**TO DO:**
(1) Decide whether each statement agrees with the text about Lilah. Give yes or no for each, with the deciding words from the text quoted exactly.
(a) The staff at Lilah's nursing home brought her illness to the family's attention.
(b) Lilah grew up in a Protestant household in Northern Ireland.
(c) Lilah held that hard work and willpower could overcome anything.
(2) Please carry the text about Lilah further, starting after its final sentence and keeping its first-person voice.

**READING PASSAGE:**

My grandmother, Sarah Lilah Lindsay, passed away over the holidays. We had a complex relationship. She gave me two things I live with every day: my name and my bipolar disorder. Unfortunately, her illness went misdiagnosed until her early 80s, when my father brought it to the attention of the staff in her nursing home. When I had my first depressive episode and my family and I learned more about mood disorders, and especially bipolar disorder, some things long since misunderstood about my grandmother became clearer. For 80 years, the only phrase she had to describe her struggle was “my nerves are bothering me”: a blanket statement that no one, not even she, understood.
She was a big lady; she was the life of the party; she was the loudest voice in a choir; she had the biggest opinion in the room. Growing up in a Protestant household in Northern Ireland, she was at once conservative in her ideas of success and class while also far from the stereotype of what a housewife should be. Although she could knit with her eyes closed and bake anyone under the table, she was also a businesswoman and a fierce fighter.
I saw many traits in Lilah, magnified by 80 years of struggle, that I see in myself. I do not like most of these traits. Chief among them is a complex of guilt and weakness, both internal and projected on to others. Her worldview, that hard work and sheer willpower can overcome anything, was paramount to Lilah. She seemed to think I should be able to will myself out of depression. She seemed to think that I could pull myself out of the fog by my bootstraps. When she first expressed that to me, I took it as an insult. I took it as an attack on my character. I was hurt that she thought I wasn’t strong enough to be the life of the party, be the loudest voice in the choir. I felt guilty for being a burden on my family and on her. But as years passed, at some point I realized that she had functioned her whole life believing her illness was not an illness, but weakness in her own character – and that would be a profoundly painful thing to live with. I believe she was hard on me, because she saw herself in me. My nerves are a problem too.

**INFORMATION:**
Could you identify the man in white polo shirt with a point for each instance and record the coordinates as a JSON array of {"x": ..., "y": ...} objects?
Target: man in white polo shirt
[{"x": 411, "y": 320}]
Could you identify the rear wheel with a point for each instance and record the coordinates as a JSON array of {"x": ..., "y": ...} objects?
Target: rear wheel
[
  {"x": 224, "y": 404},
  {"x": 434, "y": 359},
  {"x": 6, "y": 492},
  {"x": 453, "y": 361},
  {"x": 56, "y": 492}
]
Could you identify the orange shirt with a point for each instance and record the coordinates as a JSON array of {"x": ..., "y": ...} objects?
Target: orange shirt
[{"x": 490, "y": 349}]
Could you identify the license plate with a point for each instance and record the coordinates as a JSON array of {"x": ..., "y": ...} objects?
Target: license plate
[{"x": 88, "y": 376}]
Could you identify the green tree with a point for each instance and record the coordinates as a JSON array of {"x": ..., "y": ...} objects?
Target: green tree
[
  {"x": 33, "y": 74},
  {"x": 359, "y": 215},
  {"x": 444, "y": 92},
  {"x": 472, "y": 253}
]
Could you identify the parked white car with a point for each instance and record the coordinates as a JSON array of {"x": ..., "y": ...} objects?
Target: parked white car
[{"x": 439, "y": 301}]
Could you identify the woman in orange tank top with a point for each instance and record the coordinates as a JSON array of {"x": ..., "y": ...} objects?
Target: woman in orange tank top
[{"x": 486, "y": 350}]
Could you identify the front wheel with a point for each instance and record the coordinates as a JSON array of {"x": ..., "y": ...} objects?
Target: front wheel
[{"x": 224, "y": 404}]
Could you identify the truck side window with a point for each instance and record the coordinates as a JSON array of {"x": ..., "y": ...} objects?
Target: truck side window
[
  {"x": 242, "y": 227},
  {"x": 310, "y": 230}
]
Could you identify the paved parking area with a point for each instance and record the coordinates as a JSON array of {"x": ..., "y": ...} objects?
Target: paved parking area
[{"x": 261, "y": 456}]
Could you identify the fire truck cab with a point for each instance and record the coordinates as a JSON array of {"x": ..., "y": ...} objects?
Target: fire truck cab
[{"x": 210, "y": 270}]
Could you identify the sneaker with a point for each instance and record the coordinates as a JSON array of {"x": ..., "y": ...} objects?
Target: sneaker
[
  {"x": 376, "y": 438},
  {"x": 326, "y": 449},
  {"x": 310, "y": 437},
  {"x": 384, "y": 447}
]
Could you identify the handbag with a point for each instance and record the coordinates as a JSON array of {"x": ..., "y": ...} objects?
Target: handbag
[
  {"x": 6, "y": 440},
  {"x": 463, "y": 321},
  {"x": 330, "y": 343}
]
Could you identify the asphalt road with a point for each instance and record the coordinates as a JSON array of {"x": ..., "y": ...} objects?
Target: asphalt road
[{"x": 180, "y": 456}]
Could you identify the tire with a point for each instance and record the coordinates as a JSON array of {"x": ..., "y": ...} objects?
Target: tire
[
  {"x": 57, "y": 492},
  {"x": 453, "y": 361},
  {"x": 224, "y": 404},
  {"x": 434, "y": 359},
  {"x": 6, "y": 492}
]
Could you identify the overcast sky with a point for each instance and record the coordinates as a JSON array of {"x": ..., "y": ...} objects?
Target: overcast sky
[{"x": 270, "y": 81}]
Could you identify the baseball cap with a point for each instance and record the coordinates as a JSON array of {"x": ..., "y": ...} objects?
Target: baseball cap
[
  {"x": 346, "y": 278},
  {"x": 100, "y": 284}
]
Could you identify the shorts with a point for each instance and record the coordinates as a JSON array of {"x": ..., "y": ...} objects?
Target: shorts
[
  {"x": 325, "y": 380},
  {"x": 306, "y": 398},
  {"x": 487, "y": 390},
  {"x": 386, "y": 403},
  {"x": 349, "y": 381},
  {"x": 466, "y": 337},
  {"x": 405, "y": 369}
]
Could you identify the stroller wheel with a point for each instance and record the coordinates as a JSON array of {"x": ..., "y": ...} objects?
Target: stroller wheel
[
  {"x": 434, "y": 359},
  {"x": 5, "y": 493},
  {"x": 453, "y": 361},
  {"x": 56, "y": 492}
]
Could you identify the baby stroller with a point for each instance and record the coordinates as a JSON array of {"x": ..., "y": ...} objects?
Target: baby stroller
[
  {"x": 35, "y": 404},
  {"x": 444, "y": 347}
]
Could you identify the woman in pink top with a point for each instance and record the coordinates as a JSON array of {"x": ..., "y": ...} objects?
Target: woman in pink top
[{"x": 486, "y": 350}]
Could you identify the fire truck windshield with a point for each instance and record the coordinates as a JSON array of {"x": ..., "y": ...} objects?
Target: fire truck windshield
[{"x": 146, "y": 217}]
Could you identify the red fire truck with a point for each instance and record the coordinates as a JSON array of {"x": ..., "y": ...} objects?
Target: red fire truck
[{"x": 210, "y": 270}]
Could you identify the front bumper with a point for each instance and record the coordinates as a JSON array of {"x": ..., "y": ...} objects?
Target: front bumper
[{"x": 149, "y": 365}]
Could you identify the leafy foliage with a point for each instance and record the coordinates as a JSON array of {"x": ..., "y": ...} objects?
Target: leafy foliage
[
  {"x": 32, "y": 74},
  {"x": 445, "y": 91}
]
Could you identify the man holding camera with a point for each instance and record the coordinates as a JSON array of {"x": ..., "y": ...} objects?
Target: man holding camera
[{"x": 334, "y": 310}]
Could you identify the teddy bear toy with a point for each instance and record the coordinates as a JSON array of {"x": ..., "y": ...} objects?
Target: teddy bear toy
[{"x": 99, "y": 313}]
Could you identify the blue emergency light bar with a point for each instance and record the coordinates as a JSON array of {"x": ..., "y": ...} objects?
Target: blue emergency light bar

**ANSWERS TO THE EXERCISES:**
(1)
(a) No: "my father brought it to the attention of the staff in her nursing home"
(b) Yes: "Growing up in a Protestant household in Northern Ireland"
(c) Yes: "hard work and sheer willpower can overcome anything"

(2)
Apparently, her own mother was also a force to be reckoned with. At some point, probably at too many points, my Grandma Lilah would have heard the bootstraps lecture, too. At least my struggle has a name; Lilah’s struggle was just a personal failing.
On the day she passed away, my family tried to discuss Lilah’s life. My mother said something to me that over the past few days has changed the way I look at my whole relationship with my Grandmother. She said that Lilah’s methods were different from modern medicine, that her worldview was skewed, but she always asked. She always asked how I was, and she gave the only advice she knew to give, the advice people had been giving her for 80 years.
Sarah Lilah Lindsay was a force of nature. Maybe her favorite phrase really does encompass a confusion that so many people with mood disorders face: I’m not strong, I’m not proud, I feel guilty, I feel tired and lost and in pain. It has been a hard week, or month, or decade. I knit or bake just to be moving my hands, to slow my mind. I can’t breathe, I don’t know why I’m yelling, I don’t know why I’m crying. My head hurts, my heart aches. But all that is too messy, too personal for a Northern Irish Housewife. So, for 80 years, it all boiled down to:
My nerves are bothering me.
I hope there are no nerves wherever she is now. I hope she is finally at peace.